■ **Your goal**
Please copy out, word for word, the lines in the records below, beginning with the line that contains "Where can the tree" and continuing through the line that contains "539], [792, 569]]", both included.

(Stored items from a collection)

• • • • •

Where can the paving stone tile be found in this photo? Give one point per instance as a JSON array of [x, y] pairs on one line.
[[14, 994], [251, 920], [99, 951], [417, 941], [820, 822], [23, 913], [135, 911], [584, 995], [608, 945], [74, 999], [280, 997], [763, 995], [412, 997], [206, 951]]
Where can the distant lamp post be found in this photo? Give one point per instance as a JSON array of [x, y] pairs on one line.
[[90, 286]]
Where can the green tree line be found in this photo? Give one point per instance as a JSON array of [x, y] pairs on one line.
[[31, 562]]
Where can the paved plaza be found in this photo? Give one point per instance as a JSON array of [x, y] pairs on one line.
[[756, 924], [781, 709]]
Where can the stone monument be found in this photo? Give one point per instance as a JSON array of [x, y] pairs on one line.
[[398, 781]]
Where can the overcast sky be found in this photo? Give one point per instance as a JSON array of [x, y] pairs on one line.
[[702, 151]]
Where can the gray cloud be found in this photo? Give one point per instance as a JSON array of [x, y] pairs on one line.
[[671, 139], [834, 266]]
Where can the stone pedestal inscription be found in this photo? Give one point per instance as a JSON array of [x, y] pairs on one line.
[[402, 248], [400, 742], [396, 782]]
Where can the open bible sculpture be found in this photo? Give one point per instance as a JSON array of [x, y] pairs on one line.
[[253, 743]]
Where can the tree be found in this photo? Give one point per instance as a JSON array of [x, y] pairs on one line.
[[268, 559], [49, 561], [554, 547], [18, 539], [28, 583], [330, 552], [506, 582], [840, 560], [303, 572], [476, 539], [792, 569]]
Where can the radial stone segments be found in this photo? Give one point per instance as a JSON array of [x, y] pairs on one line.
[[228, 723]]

• • • • •

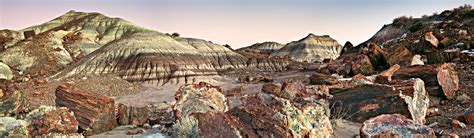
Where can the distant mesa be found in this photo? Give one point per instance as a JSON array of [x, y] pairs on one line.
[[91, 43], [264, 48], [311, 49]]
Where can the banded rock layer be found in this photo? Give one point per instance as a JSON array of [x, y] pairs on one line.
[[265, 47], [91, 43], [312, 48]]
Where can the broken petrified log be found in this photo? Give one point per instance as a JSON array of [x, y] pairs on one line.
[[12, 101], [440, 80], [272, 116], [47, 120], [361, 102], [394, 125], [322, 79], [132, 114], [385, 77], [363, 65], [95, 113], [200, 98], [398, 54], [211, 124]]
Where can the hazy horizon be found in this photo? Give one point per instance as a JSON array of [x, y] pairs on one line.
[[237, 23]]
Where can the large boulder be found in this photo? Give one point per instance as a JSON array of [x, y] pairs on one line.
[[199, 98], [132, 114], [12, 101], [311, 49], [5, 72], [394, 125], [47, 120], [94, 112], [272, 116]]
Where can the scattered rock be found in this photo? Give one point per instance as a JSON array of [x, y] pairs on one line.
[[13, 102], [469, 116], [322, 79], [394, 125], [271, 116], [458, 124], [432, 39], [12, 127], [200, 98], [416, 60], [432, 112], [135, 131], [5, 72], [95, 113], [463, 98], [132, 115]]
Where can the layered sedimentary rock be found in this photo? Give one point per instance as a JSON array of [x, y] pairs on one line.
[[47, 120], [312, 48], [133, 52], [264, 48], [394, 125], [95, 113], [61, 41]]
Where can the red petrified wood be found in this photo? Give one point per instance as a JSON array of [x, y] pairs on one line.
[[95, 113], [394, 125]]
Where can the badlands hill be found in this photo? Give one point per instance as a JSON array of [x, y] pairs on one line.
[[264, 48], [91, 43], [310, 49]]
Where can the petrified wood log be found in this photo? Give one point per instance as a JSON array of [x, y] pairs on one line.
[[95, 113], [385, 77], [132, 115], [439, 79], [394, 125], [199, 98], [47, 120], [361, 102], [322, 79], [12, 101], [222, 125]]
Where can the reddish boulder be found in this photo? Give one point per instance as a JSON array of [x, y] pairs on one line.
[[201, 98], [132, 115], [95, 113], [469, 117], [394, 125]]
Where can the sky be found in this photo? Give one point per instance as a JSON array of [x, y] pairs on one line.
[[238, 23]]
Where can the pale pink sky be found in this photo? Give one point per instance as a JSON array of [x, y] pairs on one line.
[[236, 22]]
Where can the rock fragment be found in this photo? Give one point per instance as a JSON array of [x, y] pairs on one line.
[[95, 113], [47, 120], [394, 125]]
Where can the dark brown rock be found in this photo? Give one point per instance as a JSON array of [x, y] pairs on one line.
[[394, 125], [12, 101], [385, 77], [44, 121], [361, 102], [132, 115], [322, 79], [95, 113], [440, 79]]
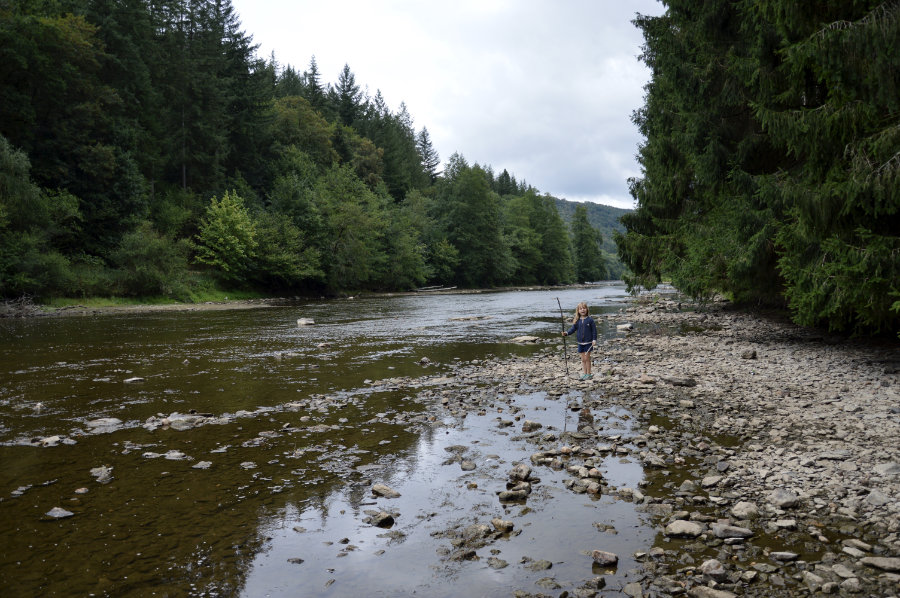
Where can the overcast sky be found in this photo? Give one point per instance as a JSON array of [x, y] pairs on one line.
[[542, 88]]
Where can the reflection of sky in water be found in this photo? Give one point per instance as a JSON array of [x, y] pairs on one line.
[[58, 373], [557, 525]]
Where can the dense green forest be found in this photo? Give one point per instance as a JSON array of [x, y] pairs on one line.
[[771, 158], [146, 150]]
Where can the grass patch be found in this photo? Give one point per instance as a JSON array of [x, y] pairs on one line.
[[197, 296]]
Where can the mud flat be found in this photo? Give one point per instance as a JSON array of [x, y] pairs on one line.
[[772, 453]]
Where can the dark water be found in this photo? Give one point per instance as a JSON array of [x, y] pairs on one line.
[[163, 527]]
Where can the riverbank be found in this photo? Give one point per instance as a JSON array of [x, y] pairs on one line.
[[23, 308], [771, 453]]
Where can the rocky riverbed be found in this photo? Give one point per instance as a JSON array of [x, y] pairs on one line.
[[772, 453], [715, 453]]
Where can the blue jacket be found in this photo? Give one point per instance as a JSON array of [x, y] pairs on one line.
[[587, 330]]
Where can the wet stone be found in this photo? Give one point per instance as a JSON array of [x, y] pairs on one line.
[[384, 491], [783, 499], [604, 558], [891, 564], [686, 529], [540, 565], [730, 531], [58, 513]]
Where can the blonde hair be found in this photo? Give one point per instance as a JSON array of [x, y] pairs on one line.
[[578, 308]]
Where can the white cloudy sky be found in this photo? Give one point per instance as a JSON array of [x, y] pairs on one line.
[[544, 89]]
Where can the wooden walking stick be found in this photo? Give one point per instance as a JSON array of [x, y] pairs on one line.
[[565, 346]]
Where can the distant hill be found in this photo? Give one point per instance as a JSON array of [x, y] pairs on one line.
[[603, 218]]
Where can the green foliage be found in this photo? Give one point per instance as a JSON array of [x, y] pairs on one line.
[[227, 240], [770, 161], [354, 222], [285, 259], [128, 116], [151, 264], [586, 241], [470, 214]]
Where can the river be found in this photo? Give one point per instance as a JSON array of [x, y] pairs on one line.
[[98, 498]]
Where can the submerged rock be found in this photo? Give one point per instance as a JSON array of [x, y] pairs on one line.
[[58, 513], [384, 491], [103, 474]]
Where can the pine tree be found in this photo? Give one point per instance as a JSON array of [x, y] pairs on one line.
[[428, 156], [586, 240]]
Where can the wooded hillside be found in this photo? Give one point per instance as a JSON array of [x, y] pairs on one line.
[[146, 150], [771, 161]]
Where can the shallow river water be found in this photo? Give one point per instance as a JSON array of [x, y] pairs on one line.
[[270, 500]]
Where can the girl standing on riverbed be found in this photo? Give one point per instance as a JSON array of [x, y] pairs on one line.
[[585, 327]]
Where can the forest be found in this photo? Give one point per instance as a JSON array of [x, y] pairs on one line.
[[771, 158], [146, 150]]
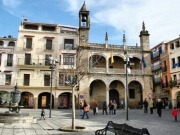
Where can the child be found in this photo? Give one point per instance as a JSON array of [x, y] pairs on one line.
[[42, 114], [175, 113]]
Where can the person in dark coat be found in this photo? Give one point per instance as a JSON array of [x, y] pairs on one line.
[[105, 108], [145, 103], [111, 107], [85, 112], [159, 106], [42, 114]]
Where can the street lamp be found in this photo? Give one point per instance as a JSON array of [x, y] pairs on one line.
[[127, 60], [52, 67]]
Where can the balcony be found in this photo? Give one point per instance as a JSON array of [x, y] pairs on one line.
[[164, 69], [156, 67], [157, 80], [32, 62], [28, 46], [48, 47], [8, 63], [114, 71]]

• • • • •

■ **Exercise solution**
Where can the tree be found in this photo? Give one point per instance as a JSON array of [x, y] pairs on one line.
[[268, 559], [49, 561], [554, 547], [18, 539], [28, 583], [330, 552], [506, 582], [840, 560], [303, 572], [476, 539], [792, 569]]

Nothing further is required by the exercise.